[Records contained in a dataset]
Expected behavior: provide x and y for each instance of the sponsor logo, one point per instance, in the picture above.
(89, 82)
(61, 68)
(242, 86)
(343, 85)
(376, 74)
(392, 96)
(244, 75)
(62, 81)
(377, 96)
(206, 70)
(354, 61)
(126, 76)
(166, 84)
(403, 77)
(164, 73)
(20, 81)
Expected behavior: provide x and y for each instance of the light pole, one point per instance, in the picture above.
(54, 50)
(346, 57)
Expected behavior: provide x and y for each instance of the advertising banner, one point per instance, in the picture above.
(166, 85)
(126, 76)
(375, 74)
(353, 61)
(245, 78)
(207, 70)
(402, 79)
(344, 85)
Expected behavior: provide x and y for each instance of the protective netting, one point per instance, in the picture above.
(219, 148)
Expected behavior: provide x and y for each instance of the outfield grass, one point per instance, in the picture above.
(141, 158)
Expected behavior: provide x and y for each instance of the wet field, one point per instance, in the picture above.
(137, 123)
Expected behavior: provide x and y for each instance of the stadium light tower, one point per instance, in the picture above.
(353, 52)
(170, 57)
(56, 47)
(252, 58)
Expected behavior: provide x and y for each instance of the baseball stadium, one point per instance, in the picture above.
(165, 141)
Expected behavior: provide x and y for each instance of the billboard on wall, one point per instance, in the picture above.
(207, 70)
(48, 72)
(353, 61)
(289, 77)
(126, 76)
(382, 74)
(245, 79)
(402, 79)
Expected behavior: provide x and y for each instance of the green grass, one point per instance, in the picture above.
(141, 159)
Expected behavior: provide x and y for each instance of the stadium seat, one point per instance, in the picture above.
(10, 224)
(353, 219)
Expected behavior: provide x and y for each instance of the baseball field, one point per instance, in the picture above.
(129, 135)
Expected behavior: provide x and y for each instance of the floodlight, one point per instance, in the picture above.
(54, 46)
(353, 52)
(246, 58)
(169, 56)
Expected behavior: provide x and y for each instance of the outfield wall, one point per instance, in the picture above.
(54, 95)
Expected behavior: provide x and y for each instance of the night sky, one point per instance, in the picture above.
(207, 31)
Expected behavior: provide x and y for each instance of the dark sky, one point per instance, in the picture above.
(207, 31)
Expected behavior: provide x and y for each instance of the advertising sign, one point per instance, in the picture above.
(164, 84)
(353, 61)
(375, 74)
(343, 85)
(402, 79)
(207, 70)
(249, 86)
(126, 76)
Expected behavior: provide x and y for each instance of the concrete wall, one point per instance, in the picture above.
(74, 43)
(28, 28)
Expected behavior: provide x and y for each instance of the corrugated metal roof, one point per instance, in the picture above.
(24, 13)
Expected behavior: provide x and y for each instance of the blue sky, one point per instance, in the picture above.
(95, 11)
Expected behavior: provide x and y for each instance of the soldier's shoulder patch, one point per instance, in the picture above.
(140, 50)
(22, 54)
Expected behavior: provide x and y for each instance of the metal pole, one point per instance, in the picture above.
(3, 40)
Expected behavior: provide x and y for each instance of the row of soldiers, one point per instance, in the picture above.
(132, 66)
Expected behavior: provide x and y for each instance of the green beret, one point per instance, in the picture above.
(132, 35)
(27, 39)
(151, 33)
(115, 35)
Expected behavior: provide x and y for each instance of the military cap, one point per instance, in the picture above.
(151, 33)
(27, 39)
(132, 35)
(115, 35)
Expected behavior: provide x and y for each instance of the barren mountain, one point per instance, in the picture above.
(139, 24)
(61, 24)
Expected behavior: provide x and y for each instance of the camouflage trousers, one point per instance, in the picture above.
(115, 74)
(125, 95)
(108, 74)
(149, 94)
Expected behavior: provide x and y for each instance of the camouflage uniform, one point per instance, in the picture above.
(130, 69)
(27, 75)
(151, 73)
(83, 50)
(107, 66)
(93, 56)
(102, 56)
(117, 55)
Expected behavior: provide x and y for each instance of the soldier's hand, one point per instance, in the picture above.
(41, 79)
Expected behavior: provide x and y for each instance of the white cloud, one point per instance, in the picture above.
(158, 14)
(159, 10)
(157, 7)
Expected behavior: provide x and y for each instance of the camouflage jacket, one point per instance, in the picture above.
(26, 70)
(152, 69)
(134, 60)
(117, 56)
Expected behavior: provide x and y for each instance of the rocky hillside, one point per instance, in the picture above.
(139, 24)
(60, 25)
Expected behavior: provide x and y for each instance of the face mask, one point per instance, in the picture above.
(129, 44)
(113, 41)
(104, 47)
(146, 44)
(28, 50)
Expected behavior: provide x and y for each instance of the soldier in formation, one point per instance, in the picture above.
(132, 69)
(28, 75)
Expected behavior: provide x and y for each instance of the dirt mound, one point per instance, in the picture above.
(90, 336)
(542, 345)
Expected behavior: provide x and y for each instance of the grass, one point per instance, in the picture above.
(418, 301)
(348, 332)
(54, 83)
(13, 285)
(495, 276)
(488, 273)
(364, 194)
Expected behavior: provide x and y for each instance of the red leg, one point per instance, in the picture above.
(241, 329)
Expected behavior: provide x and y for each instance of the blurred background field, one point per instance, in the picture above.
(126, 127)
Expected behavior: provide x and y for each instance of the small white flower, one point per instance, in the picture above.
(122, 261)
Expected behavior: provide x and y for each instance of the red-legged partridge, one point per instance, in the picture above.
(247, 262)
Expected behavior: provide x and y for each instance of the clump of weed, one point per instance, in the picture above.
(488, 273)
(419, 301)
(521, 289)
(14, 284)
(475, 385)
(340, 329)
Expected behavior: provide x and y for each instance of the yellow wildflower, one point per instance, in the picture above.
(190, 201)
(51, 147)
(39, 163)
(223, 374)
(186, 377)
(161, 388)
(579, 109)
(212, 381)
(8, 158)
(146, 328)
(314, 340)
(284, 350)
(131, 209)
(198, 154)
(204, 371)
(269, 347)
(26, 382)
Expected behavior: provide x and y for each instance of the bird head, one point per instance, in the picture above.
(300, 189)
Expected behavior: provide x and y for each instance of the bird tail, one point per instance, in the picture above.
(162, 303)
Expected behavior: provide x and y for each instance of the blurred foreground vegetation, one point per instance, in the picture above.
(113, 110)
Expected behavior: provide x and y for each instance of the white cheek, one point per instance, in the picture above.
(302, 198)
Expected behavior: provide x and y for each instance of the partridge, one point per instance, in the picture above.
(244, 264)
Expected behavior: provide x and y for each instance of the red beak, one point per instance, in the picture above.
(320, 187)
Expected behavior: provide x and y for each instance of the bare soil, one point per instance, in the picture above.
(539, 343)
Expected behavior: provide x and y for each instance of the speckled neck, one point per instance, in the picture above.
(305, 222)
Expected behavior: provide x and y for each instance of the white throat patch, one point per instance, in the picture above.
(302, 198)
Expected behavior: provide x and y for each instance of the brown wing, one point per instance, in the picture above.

Task instructions
Copy every record exactly as presented.

Written answer
Expected behavior: provide x and y for each instance of the sponsor logo, one point per instance, in the picture above.
(89, 82)
(61, 68)
(242, 86)
(343, 85)
(376, 74)
(392, 96)
(244, 75)
(62, 81)
(377, 96)
(206, 70)
(354, 61)
(126, 76)
(166, 84)
(403, 77)
(164, 73)
(20, 81)
Expected behavior: provide x and y for each instance of the light pole, one point per instance, in the picture above.
(54, 50)
(346, 57)
Expected behavior: provide x and y for each instance of the advertising banner, one point per instance, in the picture above.
(166, 85)
(126, 76)
(375, 74)
(353, 61)
(245, 78)
(207, 70)
(402, 79)
(344, 85)
Expected behavior: provide x and y for each instance of the protective netting, one point per instance, in the picture above.
(219, 148)
Expected behavior: provide x and y for each instance of the outfield grass, one point per instance, in the picture above.
(141, 158)
Expected behavior: provide x and y for each instance of the wet field, one point per instance, in the picture above.
(137, 123)
Expected behavior: provide x and y for each instance of the stadium light tower, one point per instance, in the picture above.
(353, 52)
(170, 57)
(56, 47)
(252, 58)
Expected behavior: provide x and y for each instance of the baseball stadium, one point per instance, in the picture above.
(165, 141)
Expected behavior: provide x and y for each instance of the billboard on wall, one point per instance, in the picture above.
(207, 70)
(48, 72)
(353, 61)
(289, 77)
(126, 76)
(382, 74)
(245, 79)
(402, 79)
Expected behavior: provide x and y for each instance of the green grass, one point per instance, in the picture above.
(141, 159)
Expected behavior: provide x and y for each instance of the stadium seat, one point per instance, in the picture above.
(10, 224)
(353, 219)
Expected behavior: provide x and y for each instance of the baseball field, one point per instance, in the picture above.
(129, 135)
Expected behavior: provide x and y for each instance of the floodlight, one point per instance, in the picture above.
(54, 46)
(353, 52)
(246, 58)
(169, 56)
Expected behavior: provide x and y for each instance of the outfield wall, one point per instance, in the picture above.
(54, 95)
Expected behavior: provide x and y for each instance of the night sky, one point per instance, in the picture above.
(207, 31)
Expected behavior: provide x and y for each instance of the dark sky, one point per instance, in the picture above.
(207, 31)
Expected behavior: provide x and y for each instance of the advertising sign, one point per instance, in the picture above.
(164, 84)
(353, 61)
(375, 74)
(343, 85)
(402, 79)
(207, 70)
(249, 86)
(126, 76)
Expected behavior: provide x and y for each instance of the concrete wall, one point per instance, in the picture above.
(74, 43)
(28, 28)
Expected behavior: provide x and y for each instance of the corrugated metal roof, one point per instance, in the picture above.
(24, 13)
Expected behavior: provide x and y for each instance of the blue sky, one point per instance, in the picture above.
(95, 11)
Expected behavior: provide x and y for each instance of the soldier's shoulder patch, one point per instance, in the picture above.
(140, 50)
(22, 54)
Expected behavior: provide x and y for each instance of the metal pole, one point per instance, in the picture above.
(3, 40)
Expected behavior: provide x and y for each instance of the row of soldiers, one point per instance, in the picture above.
(132, 66)
Expected behavior: provide x and y for each instance of the green beret, one point per instance, in the picture above.
(132, 35)
(27, 39)
(151, 33)
(115, 35)
Expected behavior: provide x and y for each instance of the military cap, one point per instance, in the picture above.
(151, 33)
(27, 39)
(132, 35)
(115, 35)
Expected behavior: provide x and y for each instance of the barren mountain, one point per instance, in the picture above.
(139, 24)
(61, 24)
Expected behavior: provide x and y for each instance of the camouflage trousers, one point per instance, in the picture above.
(115, 74)
(125, 95)
(108, 74)
(149, 94)
Expected behavior: provide x and y for each instance of the camouflage uniform, one point per instance, in the picture above.
(130, 69)
(27, 75)
(151, 73)
(83, 50)
(107, 66)
(93, 56)
(102, 56)
(117, 55)
Expected behavior: provide x and y for each instance of the soldier's hand, one point per instance, in the picture above.
(41, 79)
Expected behavior: provide x and y for each instance of the white cloud, one point per instance, in the picture above.
(158, 14)
(159, 10)
(157, 7)
Expected behavior: provide x and y for each instance of the camouflage jacket, one point per instance, in the picture above.
(26, 70)
(152, 69)
(134, 60)
(117, 56)
Expected behavior: provide x and y for each instance of the rocky hillside, one point per instance, in the picture above.
(139, 24)
(60, 25)
Expected behavior: provide x and y for each instance of the face mask, one point per instance, in the picture above.
(129, 44)
(113, 41)
(104, 47)
(146, 44)
(28, 50)
Expected behavior: provide x and y for each instance of the soldier in formation, one point per instance, in the picture above.
(132, 69)
(28, 75)
Expected behavior: provide x and y for each instance of the dirt mound, one point per instance, in the picture above.
(90, 336)
(542, 345)
Expected behavior: provide x and y for each instance of the grass, one point per instance, in the picture above.
(418, 301)
(348, 332)
(54, 83)
(13, 285)
(495, 276)
(488, 273)
(364, 194)
Expected behavior: provide x and y for each instance of the red leg, one point per instance, in the picture above.
(241, 329)
Expected behavior: provide x and y for each instance of the blurred background field, one point per instance, in the picture above.
(126, 127)
Expected behavior: provide x and y for each instance of the small white flower, one point per instance, in the picture above.
(122, 261)
Expected behavior: provide x and y for each instance of the red-legged partridge, one point per instance, in the picture above.
(247, 262)
Expected behavior: provide x and y for each instance of the clump of weed, one point per instance, in the picture above.
(488, 273)
(419, 301)
(521, 289)
(14, 284)
(475, 385)
(340, 329)
Expected behavior: provide x and y for each instance of the yellow wildflower, one point per instance, in the picture above.
(190, 201)
(51, 147)
(39, 163)
(223, 374)
(186, 377)
(161, 388)
(579, 109)
(212, 381)
(8, 158)
(146, 328)
(314, 340)
(284, 350)
(131, 209)
(198, 154)
(204, 371)
(269, 347)
(26, 382)
Expected behavior: provide x and y for each instance of the bird head, one point per instance, in the picture above.
(300, 189)
Expected behavior: provide x and y for each instance of the bird tail, one point per instance, in the picture above.
(162, 303)
Expected behavior: provide x and y for each instance of the blurred foreground vegetation, one point per instance, in the picture above.
(113, 110)
Expected behavior: provide x and y for each instance of the white cheek, one point per instance, in the picture above.
(302, 198)
Expected behavior: provide x and y for each instance of the partridge, one point per instance, in the picture above.
(244, 264)
Expected behavior: provide x and y for each instance of the red beak, one point per instance, in the picture above.
(320, 187)
Expected behavior: provide x and y for each instance of the bare soil, one point per instance, in the picture above.
(539, 343)
Expected behavior: provide x and y for each instance of the speckled neck, one point per instance, in the picture above.
(305, 222)
Expected behavior: provide x and y for each instance of the white throat patch, one point per instance, in the picture above.
(302, 198)
Expected behavior: provide x and y for each instance of the brown wing, one point per instance, in the picture above.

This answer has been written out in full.